Your objective:
Every line from the line containing "hey — spot the building facade" through the final line of the data is to be printed exactly; no other line is to appear.

──────── Data section ────────

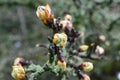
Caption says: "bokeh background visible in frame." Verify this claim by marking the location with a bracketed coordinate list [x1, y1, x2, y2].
[0, 0, 120, 80]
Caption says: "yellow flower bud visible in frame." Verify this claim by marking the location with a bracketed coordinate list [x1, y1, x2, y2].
[11, 65, 26, 80]
[79, 74, 91, 80]
[79, 45, 89, 51]
[80, 62, 93, 72]
[36, 4, 54, 25]
[53, 33, 67, 48]
[57, 60, 66, 71]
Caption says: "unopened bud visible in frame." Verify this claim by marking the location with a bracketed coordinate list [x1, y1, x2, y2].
[36, 4, 54, 25]
[105, 41, 110, 46]
[53, 33, 67, 48]
[14, 57, 24, 66]
[60, 14, 72, 31]
[79, 62, 93, 72]
[99, 35, 106, 42]
[79, 45, 89, 52]
[95, 45, 104, 56]
[60, 20, 72, 31]
[11, 65, 26, 80]
[79, 73, 91, 80]
[57, 60, 66, 71]
[14, 57, 31, 66]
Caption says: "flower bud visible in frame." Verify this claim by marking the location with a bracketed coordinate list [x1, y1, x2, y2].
[99, 35, 106, 42]
[14, 57, 24, 66]
[36, 4, 54, 25]
[57, 60, 66, 71]
[64, 14, 72, 21]
[79, 62, 93, 72]
[60, 14, 72, 31]
[14, 57, 30, 66]
[95, 45, 104, 56]
[11, 65, 26, 80]
[53, 33, 67, 48]
[105, 41, 110, 46]
[79, 45, 89, 52]
[79, 73, 90, 80]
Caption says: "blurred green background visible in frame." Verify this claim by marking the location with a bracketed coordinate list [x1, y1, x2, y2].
[0, 0, 120, 80]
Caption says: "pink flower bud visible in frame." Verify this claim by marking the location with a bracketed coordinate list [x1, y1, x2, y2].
[95, 45, 104, 56]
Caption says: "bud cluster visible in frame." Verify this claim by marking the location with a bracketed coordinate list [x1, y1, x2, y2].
[11, 57, 31, 80]
[11, 4, 105, 80]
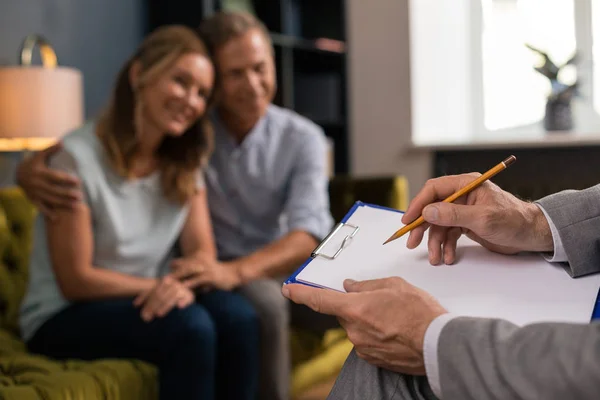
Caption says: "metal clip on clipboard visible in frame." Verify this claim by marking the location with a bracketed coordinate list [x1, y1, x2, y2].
[311, 222, 360, 260]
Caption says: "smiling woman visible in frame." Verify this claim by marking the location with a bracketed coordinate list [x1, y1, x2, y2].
[18, 25, 261, 400]
[97, 26, 215, 203]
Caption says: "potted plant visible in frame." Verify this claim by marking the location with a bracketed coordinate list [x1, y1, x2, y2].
[526, 44, 578, 132]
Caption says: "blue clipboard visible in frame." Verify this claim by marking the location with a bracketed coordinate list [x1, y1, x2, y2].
[285, 201, 600, 322]
[285, 201, 402, 287]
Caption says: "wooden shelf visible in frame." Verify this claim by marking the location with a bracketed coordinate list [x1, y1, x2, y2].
[270, 33, 346, 55]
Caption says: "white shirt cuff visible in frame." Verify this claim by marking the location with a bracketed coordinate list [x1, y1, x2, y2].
[423, 313, 458, 398]
[536, 204, 568, 263]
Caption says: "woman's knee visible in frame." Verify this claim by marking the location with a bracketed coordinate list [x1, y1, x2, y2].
[166, 305, 217, 351]
[158, 305, 218, 377]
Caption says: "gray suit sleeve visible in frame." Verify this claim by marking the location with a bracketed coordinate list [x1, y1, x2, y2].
[436, 185, 600, 399]
[535, 184, 600, 277]
[438, 317, 600, 400]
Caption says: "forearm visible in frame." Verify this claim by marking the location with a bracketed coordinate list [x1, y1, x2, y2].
[61, 267, 156, 301]
[437, 317, 600, 400]
[522, 202, 553, 252]
[230, 230, 318, 281]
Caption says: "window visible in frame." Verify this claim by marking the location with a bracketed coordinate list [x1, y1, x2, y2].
[481, 0, 576, 131]
[593, 0, 600, 114]
[411, 0, 598, 145]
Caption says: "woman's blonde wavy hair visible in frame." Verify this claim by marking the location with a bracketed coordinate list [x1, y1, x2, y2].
[96, 25, 213, 204]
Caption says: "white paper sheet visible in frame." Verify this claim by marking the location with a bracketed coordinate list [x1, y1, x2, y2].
[295, 205, 600, 325]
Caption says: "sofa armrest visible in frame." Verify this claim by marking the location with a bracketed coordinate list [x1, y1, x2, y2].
[328, 176, 409, 222]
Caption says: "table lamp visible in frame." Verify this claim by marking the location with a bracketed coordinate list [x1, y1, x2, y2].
[0, 34, 83, 152]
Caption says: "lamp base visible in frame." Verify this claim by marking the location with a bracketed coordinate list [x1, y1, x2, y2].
[0, 137, 57, 151]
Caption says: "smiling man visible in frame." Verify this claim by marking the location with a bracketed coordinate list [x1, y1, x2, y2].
[193, 11, 335, 399]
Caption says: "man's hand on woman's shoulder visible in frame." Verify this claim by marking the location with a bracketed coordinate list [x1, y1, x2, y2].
[16, 142, 81, 217]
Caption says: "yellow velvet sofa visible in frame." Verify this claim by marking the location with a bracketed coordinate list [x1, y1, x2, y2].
[0, 176, 408, 399]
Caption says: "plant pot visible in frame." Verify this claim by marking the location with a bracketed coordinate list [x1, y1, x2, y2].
[544, 98, 573, 132]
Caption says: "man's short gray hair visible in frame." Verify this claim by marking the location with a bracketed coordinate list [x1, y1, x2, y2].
[197, 11, 272, 56]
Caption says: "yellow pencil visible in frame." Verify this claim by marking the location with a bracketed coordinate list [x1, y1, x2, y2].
[383, 155, 517, 245]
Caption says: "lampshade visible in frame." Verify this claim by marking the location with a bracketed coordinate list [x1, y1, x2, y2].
[0, 35, 83, 151]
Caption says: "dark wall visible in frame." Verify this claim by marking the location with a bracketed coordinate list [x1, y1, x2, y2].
[434, 147, 600, 201]
[0, 0, 147, 118]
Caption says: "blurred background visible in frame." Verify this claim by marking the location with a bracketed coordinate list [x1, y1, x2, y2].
[3, 1, 600, 199]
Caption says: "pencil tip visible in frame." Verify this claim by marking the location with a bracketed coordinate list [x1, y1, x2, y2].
[383, 236, 394, 245]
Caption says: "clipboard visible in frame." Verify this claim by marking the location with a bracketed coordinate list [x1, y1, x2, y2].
[285, 201, 402, 287]
[285, 201, 600, 325]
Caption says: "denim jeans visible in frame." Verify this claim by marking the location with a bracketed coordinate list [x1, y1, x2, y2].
[27, 290, 260, 400]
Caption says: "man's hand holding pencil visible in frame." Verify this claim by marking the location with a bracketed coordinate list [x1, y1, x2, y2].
[401, 171, 554, 265]
[383, 156, 554, 265]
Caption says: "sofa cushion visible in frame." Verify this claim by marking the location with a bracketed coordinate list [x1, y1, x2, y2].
[0, 329, 26, 355]
[0, 187, 36, 335]
[0, 351, 157, 400]
[329, 176, 409, 222]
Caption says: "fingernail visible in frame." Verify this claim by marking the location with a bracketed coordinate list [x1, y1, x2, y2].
[281, 285, 290, 298]
[423, 206, 439, 222]
[345, 279, 356, 285]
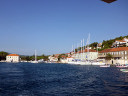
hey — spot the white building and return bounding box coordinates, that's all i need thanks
[112,38,128,48]
[48,55,58,62]
[74,49,98,60]
[6,54,20,62]
[67,57,74,62]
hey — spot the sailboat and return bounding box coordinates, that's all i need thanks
[78,34,92,65]
[69,34,92,65]
[31,50,38,63]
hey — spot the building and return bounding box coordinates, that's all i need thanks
[6,54,20,62]
[48,54,60,63]
[66,57,74,62]
[74,49,98,60]
[112,38,128,48]
[97,43,102,49]
[98,47,128,64]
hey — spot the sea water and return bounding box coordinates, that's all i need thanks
[0,62,128,96]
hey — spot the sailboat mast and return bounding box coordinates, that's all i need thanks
[97,44,98,59]
[77,43,79,59]
[81,40,82,60]
[72,45,73,52]
[35,50,37,61]
[87,33,90,61]
[83,38,84,60]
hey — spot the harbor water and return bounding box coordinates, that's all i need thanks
[0,62,128,96]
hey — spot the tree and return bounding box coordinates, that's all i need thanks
[0,51,9,60]
[89,42,98,49]
[105,53,113,60]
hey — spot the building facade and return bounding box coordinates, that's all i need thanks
[98,47,128,64]
[48,55,59,62]
[74,49,98,60]
[6,54,20,62]
[112,38,128,48]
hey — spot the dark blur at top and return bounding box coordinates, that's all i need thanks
[101,0,117,3]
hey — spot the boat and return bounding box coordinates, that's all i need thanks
[120,69,128,72]
[38,59,44,63]
[100,64,110,67]
[92,62,105,65]
[31,50,38,63]
[77,34,92,65]
[116,65,128,68]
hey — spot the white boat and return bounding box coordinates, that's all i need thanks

────────

Solution to this exercise:
hey — spot the building facade and return bounding box coordinates, that's all i need thanks
[98,47,128,64]
[48,55,59,62]
[74,49,98,60]
[6,54,20,62]
[112,38,128,48]
hey — spot the dark blur at top and return bounding box coordinates, that's all i need thanks
[101,0,117,3]
hey — spot the boat and return bounding box coordinates, that's all i need thanks
[120,69,128,72]
[38,59,44,63]
[100,64,110,67]
[92,62,105,65]
[31,50,38,63]
[77,34,92,65]
[116,65,128,68]
hey — spot the white boat and return bounding box coordinates, that's all i need thanks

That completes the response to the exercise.